-- Start of DATA FOR THE TASK --
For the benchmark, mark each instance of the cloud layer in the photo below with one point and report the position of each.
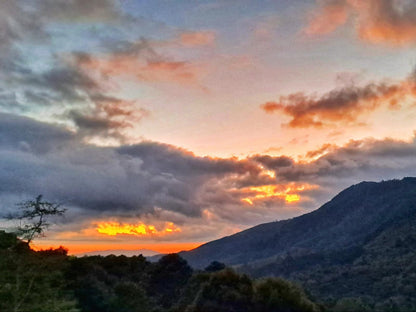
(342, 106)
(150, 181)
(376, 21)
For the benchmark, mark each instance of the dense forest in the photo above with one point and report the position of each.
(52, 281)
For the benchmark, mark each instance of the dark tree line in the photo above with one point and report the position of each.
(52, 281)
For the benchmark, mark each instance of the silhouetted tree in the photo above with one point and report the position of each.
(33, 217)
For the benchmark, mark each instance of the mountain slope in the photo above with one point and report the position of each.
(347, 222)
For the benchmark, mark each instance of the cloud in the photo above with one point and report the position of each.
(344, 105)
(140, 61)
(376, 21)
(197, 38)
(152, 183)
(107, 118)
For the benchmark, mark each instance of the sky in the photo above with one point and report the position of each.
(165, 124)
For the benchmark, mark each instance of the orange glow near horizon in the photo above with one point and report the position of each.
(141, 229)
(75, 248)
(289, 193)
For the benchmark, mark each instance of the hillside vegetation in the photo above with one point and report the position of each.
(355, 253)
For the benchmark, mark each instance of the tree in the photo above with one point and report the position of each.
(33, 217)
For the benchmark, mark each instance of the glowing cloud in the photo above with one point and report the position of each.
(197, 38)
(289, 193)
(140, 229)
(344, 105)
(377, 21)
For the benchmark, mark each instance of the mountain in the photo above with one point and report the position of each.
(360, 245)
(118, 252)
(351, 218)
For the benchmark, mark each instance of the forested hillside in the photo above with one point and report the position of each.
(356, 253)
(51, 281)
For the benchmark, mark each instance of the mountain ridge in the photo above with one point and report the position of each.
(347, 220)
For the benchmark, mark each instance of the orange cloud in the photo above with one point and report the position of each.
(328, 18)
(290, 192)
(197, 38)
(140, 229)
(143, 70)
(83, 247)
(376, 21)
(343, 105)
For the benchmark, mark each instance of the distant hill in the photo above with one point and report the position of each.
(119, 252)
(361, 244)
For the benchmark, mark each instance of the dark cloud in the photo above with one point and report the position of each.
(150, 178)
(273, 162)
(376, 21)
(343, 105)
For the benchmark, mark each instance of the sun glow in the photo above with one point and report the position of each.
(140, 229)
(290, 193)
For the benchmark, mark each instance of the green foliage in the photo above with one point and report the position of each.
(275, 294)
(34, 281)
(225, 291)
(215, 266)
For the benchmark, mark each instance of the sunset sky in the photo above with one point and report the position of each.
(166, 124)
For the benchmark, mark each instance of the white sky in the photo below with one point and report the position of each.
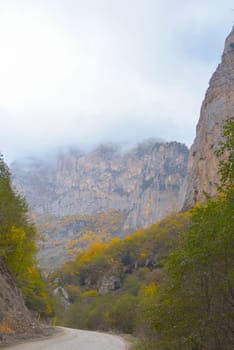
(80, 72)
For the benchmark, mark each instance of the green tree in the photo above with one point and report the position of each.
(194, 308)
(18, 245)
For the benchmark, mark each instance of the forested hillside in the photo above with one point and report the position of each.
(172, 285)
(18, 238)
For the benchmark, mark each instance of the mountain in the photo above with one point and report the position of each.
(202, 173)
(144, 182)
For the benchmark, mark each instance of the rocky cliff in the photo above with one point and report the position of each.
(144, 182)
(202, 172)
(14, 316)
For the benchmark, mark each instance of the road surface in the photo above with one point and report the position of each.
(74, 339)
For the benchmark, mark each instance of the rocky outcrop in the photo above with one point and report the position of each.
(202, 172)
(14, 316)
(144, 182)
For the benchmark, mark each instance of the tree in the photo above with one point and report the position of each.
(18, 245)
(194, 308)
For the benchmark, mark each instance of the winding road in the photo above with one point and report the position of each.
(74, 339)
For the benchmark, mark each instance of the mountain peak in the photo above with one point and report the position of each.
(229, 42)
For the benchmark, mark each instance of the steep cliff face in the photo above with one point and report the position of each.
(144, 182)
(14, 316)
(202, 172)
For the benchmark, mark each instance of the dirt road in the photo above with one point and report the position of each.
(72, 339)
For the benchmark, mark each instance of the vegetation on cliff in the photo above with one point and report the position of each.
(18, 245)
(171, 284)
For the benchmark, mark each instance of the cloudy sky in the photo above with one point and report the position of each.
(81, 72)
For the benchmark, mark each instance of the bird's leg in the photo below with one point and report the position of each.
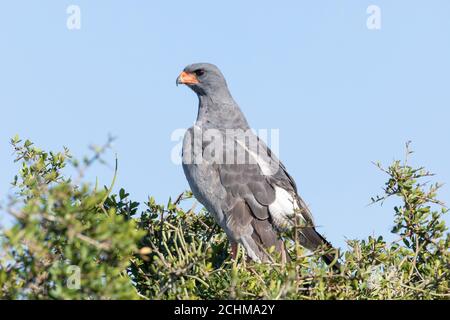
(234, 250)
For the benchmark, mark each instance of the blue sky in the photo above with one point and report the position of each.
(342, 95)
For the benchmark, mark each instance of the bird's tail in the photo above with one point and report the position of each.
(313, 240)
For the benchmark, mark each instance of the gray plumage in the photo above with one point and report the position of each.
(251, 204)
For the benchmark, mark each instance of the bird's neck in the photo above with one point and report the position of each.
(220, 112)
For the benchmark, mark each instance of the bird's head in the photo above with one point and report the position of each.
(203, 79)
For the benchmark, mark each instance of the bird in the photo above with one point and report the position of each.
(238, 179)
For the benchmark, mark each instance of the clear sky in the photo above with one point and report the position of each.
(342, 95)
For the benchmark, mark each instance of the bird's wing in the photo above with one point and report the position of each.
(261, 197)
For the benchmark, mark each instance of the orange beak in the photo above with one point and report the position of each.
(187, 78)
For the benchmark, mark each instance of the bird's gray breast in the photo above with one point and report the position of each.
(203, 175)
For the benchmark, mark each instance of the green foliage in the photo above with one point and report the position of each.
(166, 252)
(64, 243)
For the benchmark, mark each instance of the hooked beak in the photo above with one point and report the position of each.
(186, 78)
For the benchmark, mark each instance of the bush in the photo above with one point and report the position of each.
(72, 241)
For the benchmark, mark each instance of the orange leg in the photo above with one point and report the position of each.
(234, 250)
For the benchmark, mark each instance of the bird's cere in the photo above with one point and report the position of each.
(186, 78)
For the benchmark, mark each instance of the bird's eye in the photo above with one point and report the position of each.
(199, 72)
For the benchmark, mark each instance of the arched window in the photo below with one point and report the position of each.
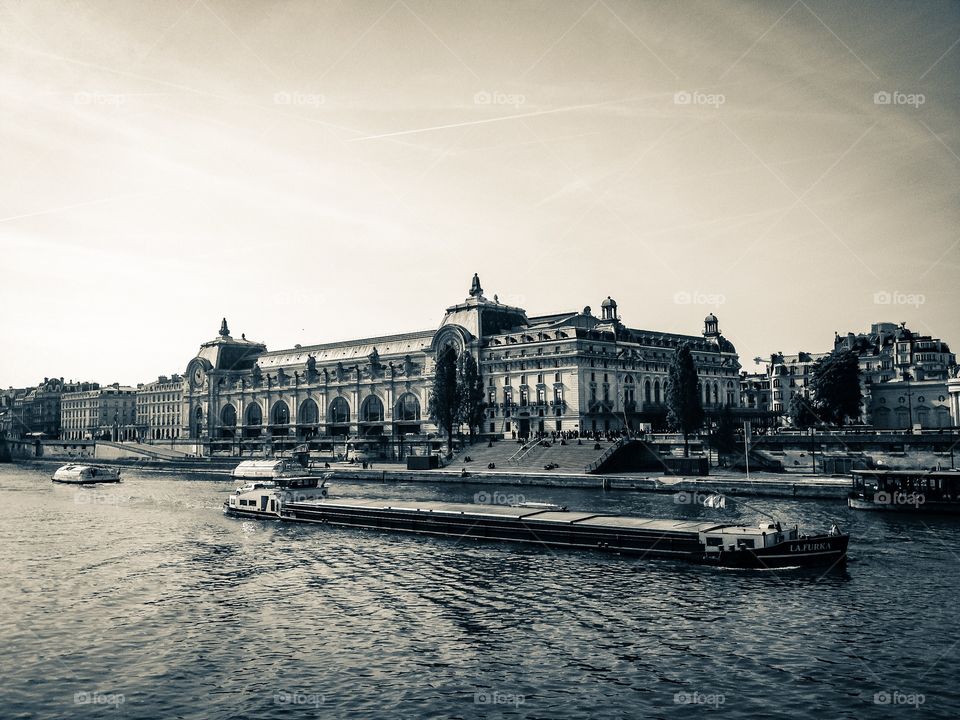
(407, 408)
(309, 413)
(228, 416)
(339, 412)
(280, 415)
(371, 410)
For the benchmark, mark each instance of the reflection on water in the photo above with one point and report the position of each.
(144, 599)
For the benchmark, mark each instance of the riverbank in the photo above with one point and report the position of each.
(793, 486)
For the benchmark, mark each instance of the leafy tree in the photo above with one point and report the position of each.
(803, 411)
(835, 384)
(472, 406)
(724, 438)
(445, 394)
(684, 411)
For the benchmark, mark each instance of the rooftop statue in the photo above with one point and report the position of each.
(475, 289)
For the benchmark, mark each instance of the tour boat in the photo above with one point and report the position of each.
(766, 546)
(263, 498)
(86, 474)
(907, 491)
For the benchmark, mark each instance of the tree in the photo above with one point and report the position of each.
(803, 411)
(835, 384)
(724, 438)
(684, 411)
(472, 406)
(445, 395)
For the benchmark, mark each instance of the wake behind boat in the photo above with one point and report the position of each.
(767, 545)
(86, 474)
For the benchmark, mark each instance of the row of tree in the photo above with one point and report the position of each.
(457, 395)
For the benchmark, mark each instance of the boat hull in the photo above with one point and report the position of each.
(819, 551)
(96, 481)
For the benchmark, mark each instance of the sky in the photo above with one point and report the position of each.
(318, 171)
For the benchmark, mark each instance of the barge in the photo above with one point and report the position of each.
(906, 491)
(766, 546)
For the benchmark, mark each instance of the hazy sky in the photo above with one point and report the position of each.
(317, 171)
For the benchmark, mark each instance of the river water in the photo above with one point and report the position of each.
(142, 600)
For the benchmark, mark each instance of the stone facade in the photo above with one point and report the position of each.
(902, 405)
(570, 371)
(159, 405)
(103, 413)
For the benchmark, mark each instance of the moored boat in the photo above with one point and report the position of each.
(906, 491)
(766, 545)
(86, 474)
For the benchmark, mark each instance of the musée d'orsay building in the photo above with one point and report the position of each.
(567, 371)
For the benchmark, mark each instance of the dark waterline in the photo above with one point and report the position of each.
-- End of DATA FOR THE TASK --
The records above are to be quoted exactly, with all pictures left out.

▶ **EXERCISE SOLUTION**
For the benchmark, mark each instance of the cloud layer in the photo below with one point and report the position of each.
(342, 106)
(150, 181)
(376, 21)
For the benchmark, mark each instance of the dense forest in the photo above with one point and report the position of each.
(52, 281)
For the benchmark, mark each instance of the dark tree line in the photo above with one point and report the position of each.
(52, 281)
For the benchmark, mark each instance of the silhouetted tree in the photo above with one point and report the position of each.
(33, 217)
For the benchmark, mark each instance of the mountain slope in the photo above with one point and report the position of each.
(347, 222)
For the benchmark, mark each instance of the cloud in the photo above with one point and report the position of each.
(344, 105)
(140, 61)
(376, 21)
(197, 38)
(152, 183)
(107, 118)
For the benchmark, mark each instance of the sky in the photo above with one point and report the position of each.
(165, 124)
For the benchmark, mark each instance of the orange glow near horizon in the photo above with one point and report the position of each.
(141, 229)
(75, 248)
(289, 193)
For the benchmark, mark each instance of the hillside vegetation in the photo above with one point and report the position of each.
(355, 253)
For the benchmark, mark each instance of the tree in the photo above with one point and report the position of each.
(33, 217)
For the benchmark, mark each instance of the glowing cloud in the photo above with one point and report the position of each.
(197, 38)
(289, 193)
(140, 229)
(344, 105)
(377, 21)
For the benchmark, mark each instance of the mountain in the photo above with one point and report the position of each.
(360, 245)
(118, 252)
(351, 218)
For the benchmark, mark each instance of the forested hillside in the photo above with one point and report the position of each.
(356, 253)
(51, 281)
For the benchmark, mark each instance of the mountain ridge in the photo above with one point and report the position of each.
(347, 220)
For the benchmark, mark each instance of the orange cloud in the photo above with one point and report the position of each.
(328, 18)
(290, 192)
(197, 38)
(140, 229)
(143, 70)
(83, 247)
(376, 21)
(343, 105)
For the benchmark, mark each instance of the distant hill in the photo above with one point and report the position of each.
(119, 252)
(361, 244)
For the benchmark, mark each instance of the dark cloud in the photo above with one point and report the position of each.
(150, 178)
(273, 162)
(376, 21)
(343, 105)
For the benchmark, mark each instance of the sun glow in the photo above with one point and report the position of each.
(140, 229)
(290, 193)
For the benchmark, mark each instance of the green foliage in the photo above with one point and report the position of each.
(275, 294)
(34, 281)
(225, 291)
(215, 266)
For the benchmark, mark each instance of the sunset sky in the photo above with one point and report the position of each.
(166, 124)
For the benchmark, mark each instance of the white sky in the photo below with one point and report the position of each.
(80, 72)
For the benchmark, mark each instance of the green tree in the photo above with one point and report the position of each.
(194, 308)
(18, 245)
For the benchmark, mark each instance of the forested hillside in the photo above with one point and report the position of each.
(172, 285)
(18, 238)
For the benchmark, mark each instance of the mountain in the photo above with one point and report the position of each.
(202, 173)
(144, 182)
For the benchmark, mark each instance of the rocky cliff in the photo above with one point and report the position of each.
(144, 182)
(202, 172)
(14, 316)
For the benchmark, mark each instance of the road surface in the photo above with one point and report the position of each.
(74, 339)
For the benchmark, mark each instance of the rocky outcrop in the photo above with one point and report the position of each.
(202, 172)
(14, 316)
(144, 182)
For the benchmark, mark each instance of the tree in the photo above with one point and report the position of each.
(18, 245)
(194, 308)
For the benchmark, mark each instance of the winding road in the photo above with one point and report the position of each.
(74, 339)
For the benchmark, mark each instance of the mountain peak in the photo above with one point and report the position of each.
(229, 42)
For the benchmark, mark each instance of the steep cliff face in the photo above with one point and report the position of each.
(144, 182)
(14, 316)
(202, 172)
For the benchmark, mark each instance of the dirt road in the photo above with one point and report the position of each.
(72, 339)
For the benchmark, mark each instance of the vegetation on cliff in the photo above with one point and report the position of each.
(18, 245)
(171, 284)
For the benchmark, mark each instance of the cloudy sky in the photo above with one point and report the position of each.
(81, 72)
For the benchmark, mark each instance of the bird's leg in the photo below with one point and report the position of each.
(234, 250)
For the benchmark, mark each instance of the blue sky in the photo above with one point and report the position of each.
(342, 95)
For the benchmark, mark each instance of the bird's tail in the photo above with one point and report the position of each.
(313, 240)
For the benchmark, mark each instance of the gray plumage in the photo above with one point and report the position of each.
(251, 204)
For the benchmark, mark each instance of the bird's neck in the photo above with one point and report the position of each.
(220, 112)
For the benchmark, mark each instance of the bird's head in the photo above with one point and report the position of each.
(203, 79)
For the benchmark, mark each instance of the bird in the photo above with one point and report the position of each.
(238, 179)
For the benchmark, mark each instance of the clear sky in the photo above with one point and report the position of each.
(342, 95)
For the benchmark, mark each instance of the bird's wing in the photo above with one point and report the position of each.
(261, 197)
For the benchmark, mark each instance of the orange beak in the photo above with one point and report the position of each.
(187, 78)
For the benchmark, mark each instance of the bird's gray breast in the photo above with one point and report the position of each.
(203, 175)
For the benchmark, mark each instance of the green foliage in the photo above with one point and report the position of each.
(166, 252)
(64, 243)
For the benchmark, mark each instance of the hooked beak in the photo above with one point and report the position of each.
(186, 78)
For the benchmark, mark each instance of the bush in the photo above with one point and report the position of each.
(72, 241)
For the benchmark, mark each instance of the orange leg in the photo above with one point and report the position of each.
(234, 250)
For the benchmark, mark each instance of the bird's cere in the photo above with one point and report the position of each.
(186, 78)
For the benchmark, mark each instance of the bird's eye in the photo above with one point and report the position of each.
(199, 72)
For the benchmark, mark each instance of the arched window in the photo below with one point and report the position of each.
(407, 408)
(309, 413)
(228, 416)
(339, 412)
(280, 415)
(371, 410)
For the benchmark, mark each instance of the reflection on water in the photo above with one point and report the position of each.
(144, 599)
For the benchmark, mark each instance of the riverbank in the photo above with one point and report the position of each.
(793, 486)
For the benchmark, mark each instance of the leafy tree in the photo above with one point and report the position of each.
(803, 411)
(835, 384)
(472, 406)
(724, 438)
(445, 394)
(684, 411)
For the benchmark, mark each instance of the rooftop statue in the photo above with one point and report the position of each.
(475, 289)
For the benchmark, mark each instance of the tour boat in the photo above with one point and report the position of each.
(766, 546)
(263, 498)
(86, 474)
(907, 491)
For the benchmark, mark each instance of the tree in the photo above with one point and report the position of each.
(803, 411)
(835, 384)
(724, 438)
(684, 411)
(472, 406)
(445, 395)
For the benchmark, mark each instance of the wake behind boat in the photo above with one point and report the position of each.
(767, 545)
(86, 474)
For the benchmark, mark each instance of the row of tree in the photo above with one point and report the position of each.
(457, 395)
For the benchmark, mark each instance of the boat hull in the photo above with one point and report the position of each.
(819, 551)
(96, 481)
For the benchmark, mark each instance of the sky in the photo above with one point and report the position of each.
(318, 171)
For the benchmark, mark each instance of the barge in the photo above with one point and report the position of each.
(906, 491)
(766, 546)
For the benchmark, mark each instance of the hazy sky in the photo above with one point and report the position of each.
(317, 171)
For the benchmark, mark each instance of the river water in the photo above with one point and report the position of each.
(142, 600)
For the benchmark, mark each instance of the stone facade in the photo above with one point and report the position of each.
(902, 405)
(570, 371)
(159, 405)
(103, 413)
For the benchmark, mark each instance of the moored boat in the photo above with one point and report the position of each.
(906, 491)
(766, 545)
(86, 474)
For the benchmark, mark each instance of the musée d'orsay building in the photo above with one point and report the position of each.
(567, 371)
For the benchmark, mark each instance of the dark waterline in the photo above with one point and report the position of each.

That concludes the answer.